> [Exercise directions]: Copy each line exactly. Drop every picture.
===== Record list =====
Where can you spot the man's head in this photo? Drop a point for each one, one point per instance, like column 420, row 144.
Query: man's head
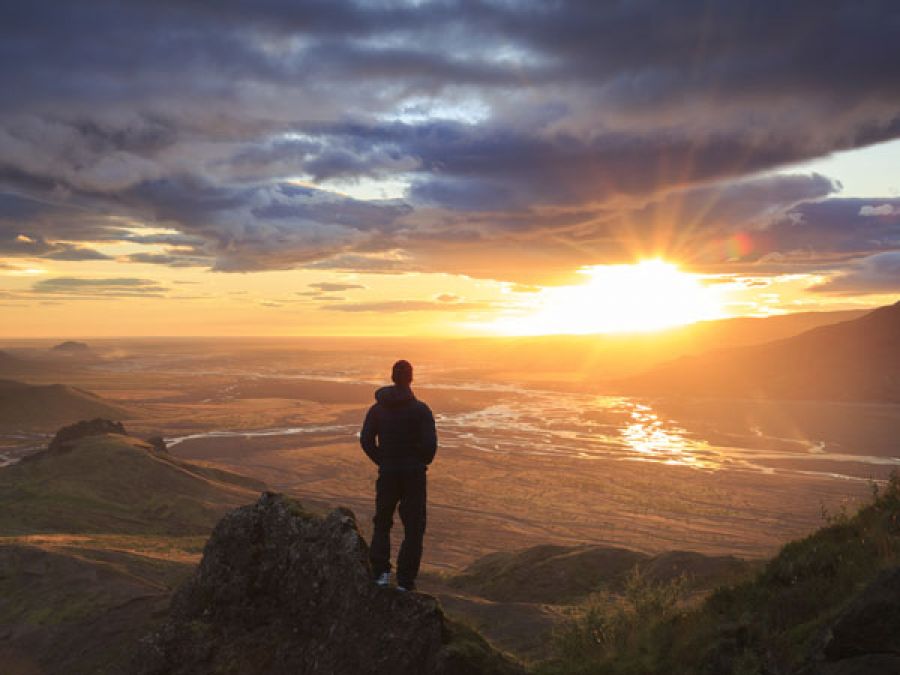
column 401, row 373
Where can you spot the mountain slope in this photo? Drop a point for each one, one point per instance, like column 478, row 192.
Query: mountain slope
column 33, row 406
column 116, row 484
column 828, row 604
column 856, row 360
column 95, row 534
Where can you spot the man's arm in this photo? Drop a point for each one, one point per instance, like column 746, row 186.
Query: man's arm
column 428, row 435
column 369, row 434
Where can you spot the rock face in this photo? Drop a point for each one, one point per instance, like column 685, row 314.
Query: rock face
column 282, row 591
column 66, row 437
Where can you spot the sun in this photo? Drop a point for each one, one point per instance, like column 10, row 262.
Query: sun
column 645, row 296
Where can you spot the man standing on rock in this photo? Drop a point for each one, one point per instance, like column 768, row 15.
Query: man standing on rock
column 399, row 436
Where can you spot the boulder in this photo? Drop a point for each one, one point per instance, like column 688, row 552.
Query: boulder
column 282, row 591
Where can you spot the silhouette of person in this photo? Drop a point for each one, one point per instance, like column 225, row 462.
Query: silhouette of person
column 400, row 437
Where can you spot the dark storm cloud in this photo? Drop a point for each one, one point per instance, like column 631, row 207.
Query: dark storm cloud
column 508, row 121
column 836, row 226
column 878, row 273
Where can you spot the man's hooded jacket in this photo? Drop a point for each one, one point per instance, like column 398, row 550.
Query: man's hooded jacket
column 399, row 431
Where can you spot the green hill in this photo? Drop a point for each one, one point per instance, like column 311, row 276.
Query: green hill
column 828, row 604
column 47, row 407
column 566, row 574
column 116, row 484
column 94, row 537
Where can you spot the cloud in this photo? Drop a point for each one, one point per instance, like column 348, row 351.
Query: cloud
column 104, row 287
column 530, row 137
column 883, row 210
column 878, row 273
column 404, row 306
column 66, row 252
column 170, row 259
column 329, row 286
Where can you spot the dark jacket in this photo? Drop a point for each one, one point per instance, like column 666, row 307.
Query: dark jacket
column 399, row 431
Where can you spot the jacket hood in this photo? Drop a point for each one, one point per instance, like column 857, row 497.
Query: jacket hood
column 394, row 396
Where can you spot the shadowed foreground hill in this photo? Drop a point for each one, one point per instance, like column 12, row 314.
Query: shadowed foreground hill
column 828, row 604
column 282, row 591
column 566, row 574
column 856, row 360
column 113, row 483
column 95, row 533
column 49, row 406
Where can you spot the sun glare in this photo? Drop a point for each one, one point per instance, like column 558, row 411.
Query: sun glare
column 646, row 296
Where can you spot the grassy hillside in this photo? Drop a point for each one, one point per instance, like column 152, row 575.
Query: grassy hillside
column 856, row 360
column 77, row 609
column 775, row 622
column 93, row 540
column 566, row 574
column 48, row 407
column 116, row 484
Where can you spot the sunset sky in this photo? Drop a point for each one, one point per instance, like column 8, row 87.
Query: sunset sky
column 274, row 167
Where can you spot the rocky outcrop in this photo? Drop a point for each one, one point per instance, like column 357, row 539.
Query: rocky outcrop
column 283, row 591
column 66, row 437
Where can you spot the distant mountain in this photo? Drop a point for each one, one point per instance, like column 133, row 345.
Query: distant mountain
=====
> [Completed exercise]:
Where can you spot the man's head in this photo? Drop a point for each one, one point per instance, like column 420, row 144.
Query: man's head
column 401, row 373
Where can you spot the mountain slope in this photo? Drop a point for each one, one point per instance, like column 478, row 192.
Query: mountain slope
column 33, row 406
column 116, row 484
column 828, row 604
column 856, row 360
column 95, row 534
Where can you spot the man's arm in this photo? Drop a point for each one, one point per instance, like column 746, row 186.
Query: man's arm
column 428, row 435
column 369, row 434
Where can you spot the rock face in this photo? Drop a point for each one, one point per instance, like column 685, row 314.
Query: rock face
column 282, row 591
column 66, row 437
Where can you spot the sun in this photo? Drop a point for each one, one point per instance, like column 10, row 262.
Query: sun
column 645, row 296
Where can you spot the man standing on rock in this photo? Drop a point for each one, one point per instance, like column 768, row 15.
Query: man standing on rock
column 399, row 436
Where can you spot the boulder in this photo? Drop a point for each one, one point per instance, like column 688, row 552.
Query: boulder
column 282, row 591
Where can you spot the silhouette of person in this photo? Drop a point for each one, one point per instance, like column 225, row 462.
Query: silhouette of person
column 400, row 437
Where can you spot the dark storm cloud in this photo? Drop a point for each one, one point per instance, like column 631, row 207.
Query: dark storm cloud
column 508, row 121
column 836, row 226
column 878, row 273
Where can you spot the man's hooded jacket in this photo? Drop a point for each one, one point per instance, like column 398, row 550.
Query: man's hooded jacket
column 399, row 431
Where can you spot the green hill in this photo? Drop a point for each one, one point per instance, like column 311, row 276.
Query: green hill
column 828, row 604
column 47, row 407
column 566, row 574
column 116, row 484
column 94, row 537
Where can you spot the cloud in this photo? Drop a point for each one, one point per instance, like column 348, row 351.
Query: cloud
column 104, row 287
column 530, row 137
column 883, row 210
column 878, row 273
column 404, row 306
column 66, row 252
column 170, row 259
column 329, row 286
Where can you spot the dark jacket in this photo? Drop a point for each one, one point per instance, like column 666, row 307.
Query: dark jacket
column 399, row 431
Where can you spot the jacket hood in this photo? Drop a point for each one, one point per instance, like column 857, row 497.
Query: jacket hood
column 394, row 396
Where can you spot the shadowed foreground hill in this photo? Drop a point for each one, one point per instance, like column 12, row 314.
Query: shadowed foreground hill
column 828, row 604
column 282, row 591
column 566, row 574
column 856, row 360
column 113, row 483
column 95, row 533
column 49, row 406
Where can you spot the sun glare in this photo? Drop a point for each one, one point per instance, like column 558, row 411.
Query: sun glare
column 646, row 296
Where can you spot the grassy hillside in this photo? Drop a point for each one, one point per instance, like column 152, row 575.
Query: grassy hillside
column 856, row 360
column 77, row 609
column 775, row 622
column 93, row 540
column 566, row 574
column 48, row 407
column 116, row 484
Where can you spot the sunset sky in this photo? Drop a point for each one, one point per instance, like column 8, row 87.
Query: sunset sky
column 274, row 167
Where can you spot the rocky outcrop in this photo? Drop a point for each one, one point per instance, like column 357, row 539.
Query: rocky outcrop
column 283, row 591
column 66, row 437
Where can you spot the distant mountain in this photo? Drop a point for each one, one point per instance, like column 133, row 345.
Query: distant mountain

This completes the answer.